* GIVEN REQUEST
Copy the records word for word, starting at the very beginning and ending with the line that contains "x=525 y=503", with that line included. Leave the pictures out of your copy.

Start of MATERIAL SHOWN

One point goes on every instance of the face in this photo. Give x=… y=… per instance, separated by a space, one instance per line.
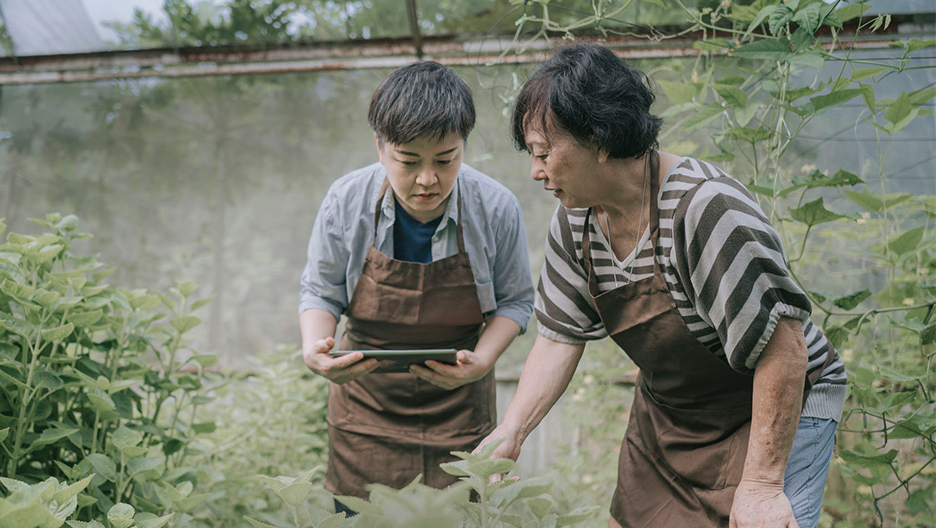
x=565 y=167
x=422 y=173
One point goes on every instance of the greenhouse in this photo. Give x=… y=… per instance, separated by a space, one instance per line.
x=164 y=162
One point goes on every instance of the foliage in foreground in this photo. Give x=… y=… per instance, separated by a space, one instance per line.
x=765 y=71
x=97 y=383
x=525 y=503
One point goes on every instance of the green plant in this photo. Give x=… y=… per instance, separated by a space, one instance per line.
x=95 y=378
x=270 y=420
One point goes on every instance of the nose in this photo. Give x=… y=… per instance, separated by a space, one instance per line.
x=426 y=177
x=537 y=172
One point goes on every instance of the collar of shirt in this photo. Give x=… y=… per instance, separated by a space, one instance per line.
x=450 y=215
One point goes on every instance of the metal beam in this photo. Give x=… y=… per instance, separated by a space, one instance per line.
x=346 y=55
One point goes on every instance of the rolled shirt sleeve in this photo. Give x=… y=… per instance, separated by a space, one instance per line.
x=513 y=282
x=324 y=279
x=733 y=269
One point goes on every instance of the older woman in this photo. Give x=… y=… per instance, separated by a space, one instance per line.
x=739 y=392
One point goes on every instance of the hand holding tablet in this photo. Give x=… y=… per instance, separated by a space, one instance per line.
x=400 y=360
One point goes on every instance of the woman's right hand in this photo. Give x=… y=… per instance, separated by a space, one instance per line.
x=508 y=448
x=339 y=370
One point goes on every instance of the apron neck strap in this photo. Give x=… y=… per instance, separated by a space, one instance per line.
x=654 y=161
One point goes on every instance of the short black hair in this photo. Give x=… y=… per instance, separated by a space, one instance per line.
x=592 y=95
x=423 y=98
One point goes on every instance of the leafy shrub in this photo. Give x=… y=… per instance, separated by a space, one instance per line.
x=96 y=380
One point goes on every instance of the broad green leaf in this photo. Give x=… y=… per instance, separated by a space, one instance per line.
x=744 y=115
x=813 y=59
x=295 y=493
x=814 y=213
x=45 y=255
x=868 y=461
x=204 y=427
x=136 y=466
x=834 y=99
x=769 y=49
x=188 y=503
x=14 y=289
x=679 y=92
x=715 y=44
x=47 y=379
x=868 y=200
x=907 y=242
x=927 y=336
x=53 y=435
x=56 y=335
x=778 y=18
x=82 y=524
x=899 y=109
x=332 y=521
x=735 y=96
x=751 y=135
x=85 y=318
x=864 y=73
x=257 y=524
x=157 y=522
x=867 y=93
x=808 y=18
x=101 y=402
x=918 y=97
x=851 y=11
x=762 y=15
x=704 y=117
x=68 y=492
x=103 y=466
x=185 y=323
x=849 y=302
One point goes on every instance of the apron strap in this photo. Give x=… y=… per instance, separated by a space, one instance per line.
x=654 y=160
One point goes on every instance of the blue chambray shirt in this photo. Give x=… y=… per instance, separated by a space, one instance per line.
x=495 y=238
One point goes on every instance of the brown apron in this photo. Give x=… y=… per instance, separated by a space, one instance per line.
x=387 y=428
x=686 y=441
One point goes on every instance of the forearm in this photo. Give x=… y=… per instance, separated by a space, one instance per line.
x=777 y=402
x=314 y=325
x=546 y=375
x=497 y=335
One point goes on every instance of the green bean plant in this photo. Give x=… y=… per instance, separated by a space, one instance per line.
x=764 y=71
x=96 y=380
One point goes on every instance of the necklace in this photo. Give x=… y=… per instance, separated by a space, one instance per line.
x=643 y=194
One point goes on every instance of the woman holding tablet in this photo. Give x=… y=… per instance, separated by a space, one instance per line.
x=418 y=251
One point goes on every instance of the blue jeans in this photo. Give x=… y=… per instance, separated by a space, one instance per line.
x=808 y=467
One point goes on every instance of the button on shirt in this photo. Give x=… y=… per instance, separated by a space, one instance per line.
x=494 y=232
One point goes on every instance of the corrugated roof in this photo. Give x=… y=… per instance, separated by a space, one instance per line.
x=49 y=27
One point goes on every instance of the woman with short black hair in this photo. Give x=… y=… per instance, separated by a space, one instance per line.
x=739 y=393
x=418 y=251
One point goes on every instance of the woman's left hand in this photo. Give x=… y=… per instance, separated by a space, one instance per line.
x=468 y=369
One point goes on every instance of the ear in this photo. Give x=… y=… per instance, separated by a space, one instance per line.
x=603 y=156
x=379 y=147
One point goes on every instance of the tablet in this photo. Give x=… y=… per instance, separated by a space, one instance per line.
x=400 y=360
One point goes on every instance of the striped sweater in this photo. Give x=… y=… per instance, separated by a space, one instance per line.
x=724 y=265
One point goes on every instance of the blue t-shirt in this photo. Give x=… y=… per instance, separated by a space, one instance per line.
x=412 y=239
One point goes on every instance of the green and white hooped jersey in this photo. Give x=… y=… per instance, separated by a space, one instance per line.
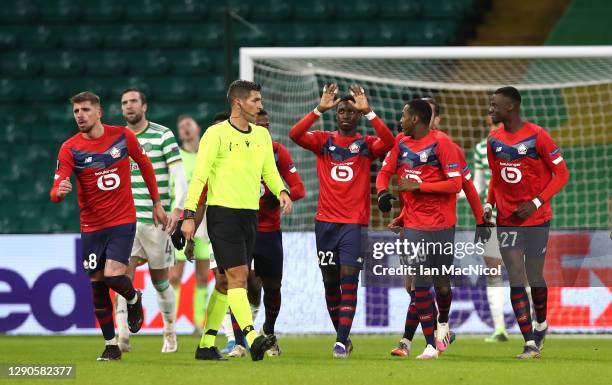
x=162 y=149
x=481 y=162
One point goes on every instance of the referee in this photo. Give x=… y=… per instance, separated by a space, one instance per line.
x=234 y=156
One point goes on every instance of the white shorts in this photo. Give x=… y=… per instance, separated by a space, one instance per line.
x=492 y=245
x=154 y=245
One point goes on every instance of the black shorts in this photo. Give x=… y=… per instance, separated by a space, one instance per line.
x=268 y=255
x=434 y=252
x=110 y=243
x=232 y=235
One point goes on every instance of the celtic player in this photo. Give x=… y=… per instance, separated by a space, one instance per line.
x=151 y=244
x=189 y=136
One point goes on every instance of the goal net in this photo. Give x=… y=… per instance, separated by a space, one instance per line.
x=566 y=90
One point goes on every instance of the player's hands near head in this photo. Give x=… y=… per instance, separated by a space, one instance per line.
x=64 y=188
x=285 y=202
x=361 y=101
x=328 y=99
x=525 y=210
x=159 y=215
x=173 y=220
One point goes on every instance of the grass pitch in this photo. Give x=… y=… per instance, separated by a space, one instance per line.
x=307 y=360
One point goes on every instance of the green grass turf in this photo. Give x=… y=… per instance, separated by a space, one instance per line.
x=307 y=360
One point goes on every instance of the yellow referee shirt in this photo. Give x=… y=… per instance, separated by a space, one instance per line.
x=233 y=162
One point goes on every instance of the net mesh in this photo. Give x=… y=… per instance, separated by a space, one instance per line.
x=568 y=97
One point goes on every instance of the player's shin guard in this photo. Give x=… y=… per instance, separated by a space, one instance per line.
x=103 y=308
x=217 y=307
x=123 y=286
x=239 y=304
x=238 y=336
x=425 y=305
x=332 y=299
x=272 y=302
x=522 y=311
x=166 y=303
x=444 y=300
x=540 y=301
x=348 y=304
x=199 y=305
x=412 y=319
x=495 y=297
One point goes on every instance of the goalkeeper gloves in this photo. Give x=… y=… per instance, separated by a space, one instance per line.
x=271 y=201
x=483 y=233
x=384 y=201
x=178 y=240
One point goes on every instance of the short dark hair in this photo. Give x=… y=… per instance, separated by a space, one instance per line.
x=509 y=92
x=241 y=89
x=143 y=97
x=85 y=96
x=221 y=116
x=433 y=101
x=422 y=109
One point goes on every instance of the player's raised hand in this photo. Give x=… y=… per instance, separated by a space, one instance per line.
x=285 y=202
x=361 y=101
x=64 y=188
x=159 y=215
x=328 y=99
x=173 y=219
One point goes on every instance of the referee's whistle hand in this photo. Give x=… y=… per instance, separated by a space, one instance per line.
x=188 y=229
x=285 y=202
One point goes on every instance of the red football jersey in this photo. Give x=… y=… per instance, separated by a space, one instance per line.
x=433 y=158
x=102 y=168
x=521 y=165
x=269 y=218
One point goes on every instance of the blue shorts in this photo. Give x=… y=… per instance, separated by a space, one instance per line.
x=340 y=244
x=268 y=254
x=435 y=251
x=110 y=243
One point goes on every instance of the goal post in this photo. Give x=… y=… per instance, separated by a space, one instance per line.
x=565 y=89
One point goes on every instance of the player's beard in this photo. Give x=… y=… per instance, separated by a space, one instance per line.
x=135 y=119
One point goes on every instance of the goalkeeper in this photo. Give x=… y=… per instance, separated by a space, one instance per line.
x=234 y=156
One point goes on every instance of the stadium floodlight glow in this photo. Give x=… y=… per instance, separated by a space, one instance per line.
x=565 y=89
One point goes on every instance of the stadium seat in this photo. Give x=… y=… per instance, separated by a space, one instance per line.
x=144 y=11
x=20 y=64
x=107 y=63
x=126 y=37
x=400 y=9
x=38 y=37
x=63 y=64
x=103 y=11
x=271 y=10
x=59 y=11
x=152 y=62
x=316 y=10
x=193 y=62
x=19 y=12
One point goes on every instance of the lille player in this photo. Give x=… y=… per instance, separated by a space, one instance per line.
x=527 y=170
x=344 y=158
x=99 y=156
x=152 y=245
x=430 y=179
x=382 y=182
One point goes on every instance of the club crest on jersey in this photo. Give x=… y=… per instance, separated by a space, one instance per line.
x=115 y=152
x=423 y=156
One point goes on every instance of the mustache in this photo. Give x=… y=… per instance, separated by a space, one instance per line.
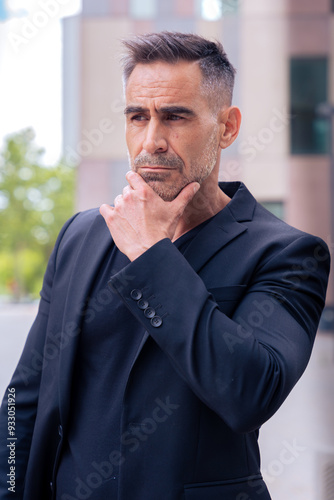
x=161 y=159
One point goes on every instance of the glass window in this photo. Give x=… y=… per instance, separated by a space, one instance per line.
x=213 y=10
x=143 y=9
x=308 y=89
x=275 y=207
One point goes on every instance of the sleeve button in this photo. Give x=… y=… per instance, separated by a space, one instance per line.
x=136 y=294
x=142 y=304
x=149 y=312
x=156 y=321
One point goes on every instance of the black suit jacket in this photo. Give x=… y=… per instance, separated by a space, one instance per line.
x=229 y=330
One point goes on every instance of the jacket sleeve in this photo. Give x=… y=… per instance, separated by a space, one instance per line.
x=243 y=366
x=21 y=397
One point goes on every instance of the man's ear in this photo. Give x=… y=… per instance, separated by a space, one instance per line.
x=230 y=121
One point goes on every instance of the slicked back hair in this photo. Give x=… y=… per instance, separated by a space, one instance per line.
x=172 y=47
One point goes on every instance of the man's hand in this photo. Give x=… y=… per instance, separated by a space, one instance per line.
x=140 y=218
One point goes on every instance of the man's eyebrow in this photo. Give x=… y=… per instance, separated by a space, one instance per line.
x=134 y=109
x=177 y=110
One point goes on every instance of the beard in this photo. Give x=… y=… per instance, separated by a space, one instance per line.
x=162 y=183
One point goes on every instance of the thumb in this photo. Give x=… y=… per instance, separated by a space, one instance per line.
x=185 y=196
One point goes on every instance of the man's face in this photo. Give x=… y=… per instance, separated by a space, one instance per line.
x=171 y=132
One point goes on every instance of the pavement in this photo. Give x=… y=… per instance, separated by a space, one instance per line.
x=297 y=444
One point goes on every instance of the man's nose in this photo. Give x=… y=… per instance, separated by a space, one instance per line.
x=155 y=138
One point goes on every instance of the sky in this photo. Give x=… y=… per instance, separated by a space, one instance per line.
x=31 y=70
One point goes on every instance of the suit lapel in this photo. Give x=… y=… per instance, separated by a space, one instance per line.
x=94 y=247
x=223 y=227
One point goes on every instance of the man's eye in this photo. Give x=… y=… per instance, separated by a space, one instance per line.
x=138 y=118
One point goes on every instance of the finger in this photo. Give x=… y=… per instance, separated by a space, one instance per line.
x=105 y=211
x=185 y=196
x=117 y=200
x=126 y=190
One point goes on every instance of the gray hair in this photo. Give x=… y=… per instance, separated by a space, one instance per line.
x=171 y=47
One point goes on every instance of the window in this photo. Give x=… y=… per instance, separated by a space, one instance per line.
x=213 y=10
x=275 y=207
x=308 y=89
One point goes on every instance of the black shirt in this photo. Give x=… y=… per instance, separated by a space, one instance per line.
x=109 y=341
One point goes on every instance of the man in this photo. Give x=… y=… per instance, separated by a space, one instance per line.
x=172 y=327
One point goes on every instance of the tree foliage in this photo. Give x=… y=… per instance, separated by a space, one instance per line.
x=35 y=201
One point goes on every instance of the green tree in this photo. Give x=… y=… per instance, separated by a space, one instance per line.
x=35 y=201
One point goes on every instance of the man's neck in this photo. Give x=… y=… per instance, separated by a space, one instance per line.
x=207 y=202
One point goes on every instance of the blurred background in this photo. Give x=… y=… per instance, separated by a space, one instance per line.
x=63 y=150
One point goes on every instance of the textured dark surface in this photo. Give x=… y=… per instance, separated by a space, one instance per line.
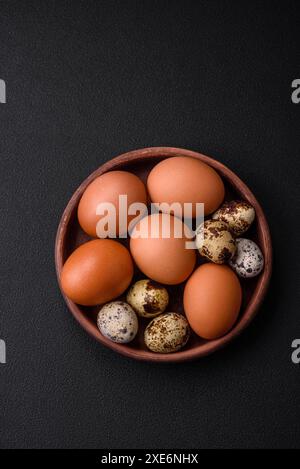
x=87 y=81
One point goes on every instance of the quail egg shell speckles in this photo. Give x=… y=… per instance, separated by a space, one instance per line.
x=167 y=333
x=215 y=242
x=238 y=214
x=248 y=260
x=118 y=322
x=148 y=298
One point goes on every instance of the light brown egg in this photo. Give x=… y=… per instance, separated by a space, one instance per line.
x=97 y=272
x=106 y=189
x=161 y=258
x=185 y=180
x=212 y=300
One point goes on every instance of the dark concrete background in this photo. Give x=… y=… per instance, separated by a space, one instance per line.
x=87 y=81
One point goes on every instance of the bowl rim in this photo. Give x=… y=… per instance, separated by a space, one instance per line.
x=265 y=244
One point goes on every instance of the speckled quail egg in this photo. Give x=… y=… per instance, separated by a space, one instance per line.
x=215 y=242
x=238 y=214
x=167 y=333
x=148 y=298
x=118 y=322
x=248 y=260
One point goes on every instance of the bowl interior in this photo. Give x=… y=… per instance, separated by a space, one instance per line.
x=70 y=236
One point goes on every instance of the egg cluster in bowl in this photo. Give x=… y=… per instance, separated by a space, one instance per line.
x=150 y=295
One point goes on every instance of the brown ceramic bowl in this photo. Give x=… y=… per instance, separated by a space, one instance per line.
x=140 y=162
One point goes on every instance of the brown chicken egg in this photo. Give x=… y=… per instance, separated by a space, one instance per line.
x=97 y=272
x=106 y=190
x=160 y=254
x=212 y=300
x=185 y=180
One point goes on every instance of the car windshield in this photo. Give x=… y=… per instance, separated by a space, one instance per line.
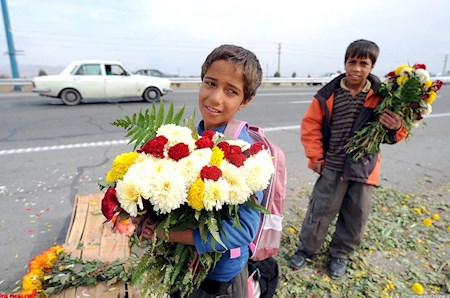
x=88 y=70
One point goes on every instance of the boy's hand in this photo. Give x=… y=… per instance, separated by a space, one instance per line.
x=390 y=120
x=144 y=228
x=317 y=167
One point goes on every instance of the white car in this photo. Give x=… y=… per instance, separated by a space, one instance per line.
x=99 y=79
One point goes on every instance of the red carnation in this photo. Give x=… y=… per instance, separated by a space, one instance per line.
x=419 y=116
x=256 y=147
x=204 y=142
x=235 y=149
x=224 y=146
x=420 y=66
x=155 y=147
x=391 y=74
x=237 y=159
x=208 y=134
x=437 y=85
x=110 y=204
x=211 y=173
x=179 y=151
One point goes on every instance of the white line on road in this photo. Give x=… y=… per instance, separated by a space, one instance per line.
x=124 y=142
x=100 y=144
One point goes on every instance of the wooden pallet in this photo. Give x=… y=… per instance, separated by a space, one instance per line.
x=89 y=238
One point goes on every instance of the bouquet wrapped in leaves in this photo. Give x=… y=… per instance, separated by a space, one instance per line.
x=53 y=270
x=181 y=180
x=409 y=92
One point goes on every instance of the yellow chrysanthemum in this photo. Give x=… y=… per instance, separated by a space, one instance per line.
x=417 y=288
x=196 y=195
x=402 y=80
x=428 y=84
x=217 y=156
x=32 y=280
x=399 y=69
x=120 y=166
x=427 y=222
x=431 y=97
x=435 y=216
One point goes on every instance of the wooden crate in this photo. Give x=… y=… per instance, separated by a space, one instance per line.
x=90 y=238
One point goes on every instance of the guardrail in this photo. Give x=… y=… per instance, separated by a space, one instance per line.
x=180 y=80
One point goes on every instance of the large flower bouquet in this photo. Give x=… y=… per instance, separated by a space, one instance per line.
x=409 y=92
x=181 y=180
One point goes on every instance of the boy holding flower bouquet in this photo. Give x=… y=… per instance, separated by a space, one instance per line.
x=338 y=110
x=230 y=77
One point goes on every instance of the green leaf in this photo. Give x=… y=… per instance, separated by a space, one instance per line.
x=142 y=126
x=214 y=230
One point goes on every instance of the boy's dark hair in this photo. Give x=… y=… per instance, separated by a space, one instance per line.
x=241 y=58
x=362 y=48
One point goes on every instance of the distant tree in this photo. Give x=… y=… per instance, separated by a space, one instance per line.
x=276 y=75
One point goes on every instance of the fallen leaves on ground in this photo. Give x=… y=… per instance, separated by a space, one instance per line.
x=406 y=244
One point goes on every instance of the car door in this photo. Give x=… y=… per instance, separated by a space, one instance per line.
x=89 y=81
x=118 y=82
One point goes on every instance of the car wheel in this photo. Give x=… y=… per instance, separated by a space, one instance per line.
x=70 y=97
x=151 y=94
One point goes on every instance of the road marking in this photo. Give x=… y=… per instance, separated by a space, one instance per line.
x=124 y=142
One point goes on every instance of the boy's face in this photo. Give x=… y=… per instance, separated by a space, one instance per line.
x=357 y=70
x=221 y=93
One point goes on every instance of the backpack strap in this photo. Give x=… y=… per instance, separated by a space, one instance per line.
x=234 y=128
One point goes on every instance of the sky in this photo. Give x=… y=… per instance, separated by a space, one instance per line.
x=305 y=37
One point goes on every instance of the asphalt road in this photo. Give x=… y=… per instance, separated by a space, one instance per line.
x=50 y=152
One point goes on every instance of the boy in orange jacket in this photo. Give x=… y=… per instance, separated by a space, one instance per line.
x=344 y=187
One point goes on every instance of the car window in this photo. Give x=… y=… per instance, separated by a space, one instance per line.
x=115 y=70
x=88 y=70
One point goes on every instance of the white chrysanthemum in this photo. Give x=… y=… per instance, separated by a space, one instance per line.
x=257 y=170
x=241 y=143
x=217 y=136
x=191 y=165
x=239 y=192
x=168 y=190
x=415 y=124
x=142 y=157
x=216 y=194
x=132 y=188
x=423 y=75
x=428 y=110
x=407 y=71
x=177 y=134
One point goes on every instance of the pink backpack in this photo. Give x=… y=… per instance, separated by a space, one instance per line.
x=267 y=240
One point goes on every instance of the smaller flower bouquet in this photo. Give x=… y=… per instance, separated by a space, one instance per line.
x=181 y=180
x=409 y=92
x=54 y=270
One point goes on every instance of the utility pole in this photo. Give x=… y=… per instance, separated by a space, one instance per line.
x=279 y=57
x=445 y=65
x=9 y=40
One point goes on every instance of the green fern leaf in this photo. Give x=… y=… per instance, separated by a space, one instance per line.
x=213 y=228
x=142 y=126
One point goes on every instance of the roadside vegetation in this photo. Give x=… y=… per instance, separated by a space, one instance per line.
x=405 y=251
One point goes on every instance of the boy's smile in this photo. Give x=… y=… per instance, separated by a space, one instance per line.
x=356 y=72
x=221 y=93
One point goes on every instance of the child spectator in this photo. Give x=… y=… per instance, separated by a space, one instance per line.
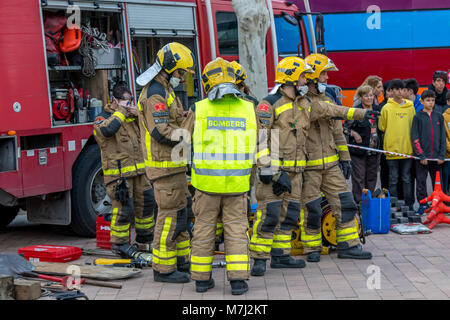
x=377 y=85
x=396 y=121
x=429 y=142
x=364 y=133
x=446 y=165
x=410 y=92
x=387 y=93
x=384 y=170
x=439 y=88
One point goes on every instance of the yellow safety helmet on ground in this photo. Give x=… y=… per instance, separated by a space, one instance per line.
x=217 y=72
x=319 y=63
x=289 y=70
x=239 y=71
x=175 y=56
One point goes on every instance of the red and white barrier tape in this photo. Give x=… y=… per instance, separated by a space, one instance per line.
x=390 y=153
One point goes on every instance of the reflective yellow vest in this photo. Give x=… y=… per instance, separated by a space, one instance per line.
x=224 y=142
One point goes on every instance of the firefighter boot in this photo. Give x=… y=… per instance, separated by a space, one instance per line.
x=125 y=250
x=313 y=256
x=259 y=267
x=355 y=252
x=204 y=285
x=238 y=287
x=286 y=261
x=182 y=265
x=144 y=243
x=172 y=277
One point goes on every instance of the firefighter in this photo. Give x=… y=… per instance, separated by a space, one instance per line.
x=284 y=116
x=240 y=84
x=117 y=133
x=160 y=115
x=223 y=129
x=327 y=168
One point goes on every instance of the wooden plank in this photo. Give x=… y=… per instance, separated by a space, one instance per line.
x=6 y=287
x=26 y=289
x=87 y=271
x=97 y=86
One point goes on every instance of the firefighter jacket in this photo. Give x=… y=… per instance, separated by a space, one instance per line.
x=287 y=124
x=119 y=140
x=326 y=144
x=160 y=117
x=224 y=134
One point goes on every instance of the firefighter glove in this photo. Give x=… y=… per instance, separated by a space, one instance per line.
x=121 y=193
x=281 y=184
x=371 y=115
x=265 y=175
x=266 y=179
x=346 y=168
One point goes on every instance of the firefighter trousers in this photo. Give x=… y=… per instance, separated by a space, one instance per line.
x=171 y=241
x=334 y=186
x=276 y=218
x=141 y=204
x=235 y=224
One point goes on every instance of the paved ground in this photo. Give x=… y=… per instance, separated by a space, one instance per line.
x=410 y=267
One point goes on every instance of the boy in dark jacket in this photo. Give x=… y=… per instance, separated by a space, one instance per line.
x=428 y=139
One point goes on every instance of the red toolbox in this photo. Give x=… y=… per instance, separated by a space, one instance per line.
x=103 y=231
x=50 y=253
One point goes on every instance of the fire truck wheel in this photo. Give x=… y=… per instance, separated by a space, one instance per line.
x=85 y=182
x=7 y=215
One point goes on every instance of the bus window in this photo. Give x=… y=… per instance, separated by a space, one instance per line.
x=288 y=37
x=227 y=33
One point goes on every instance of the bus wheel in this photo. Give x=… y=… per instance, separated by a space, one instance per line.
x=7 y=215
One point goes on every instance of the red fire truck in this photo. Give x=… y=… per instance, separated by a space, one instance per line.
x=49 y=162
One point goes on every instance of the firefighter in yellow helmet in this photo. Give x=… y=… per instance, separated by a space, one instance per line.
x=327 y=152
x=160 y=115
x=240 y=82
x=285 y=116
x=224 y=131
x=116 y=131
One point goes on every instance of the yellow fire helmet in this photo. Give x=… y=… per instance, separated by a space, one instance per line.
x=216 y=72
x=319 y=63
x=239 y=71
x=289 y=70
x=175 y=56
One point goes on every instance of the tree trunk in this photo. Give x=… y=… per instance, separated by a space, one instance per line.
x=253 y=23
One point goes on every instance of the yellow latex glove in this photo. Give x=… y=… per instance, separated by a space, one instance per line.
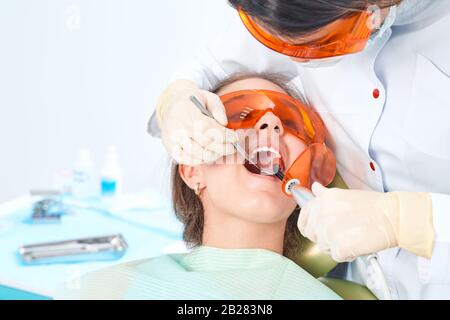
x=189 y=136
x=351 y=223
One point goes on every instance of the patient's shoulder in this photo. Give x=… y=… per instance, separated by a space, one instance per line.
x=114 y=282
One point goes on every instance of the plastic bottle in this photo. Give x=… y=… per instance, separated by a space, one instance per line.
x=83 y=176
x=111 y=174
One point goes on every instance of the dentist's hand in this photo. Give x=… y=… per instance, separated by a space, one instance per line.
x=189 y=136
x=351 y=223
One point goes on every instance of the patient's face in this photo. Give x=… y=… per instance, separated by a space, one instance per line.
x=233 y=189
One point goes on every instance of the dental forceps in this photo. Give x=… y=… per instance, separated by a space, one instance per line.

End of MATERIAL SHOWN

* EXERCISE RESPONSE
One point goes on every instance of the face in this photo. Give x=… y=… per instance, separated by a space, one instance per line.
x=565 y=167
x=422 y=173
One point goes on every instance of the greenhouse in this photo. Give x=… y=… per instance, separated by a space, one instance per line.
x=164 y=162
One point goes on every instance of the foliage in foreground in this photo. Give x=… y=… per instance, separated by a space, one instance per line.
x=765 y=71
x=97 y=383
x=525 y=503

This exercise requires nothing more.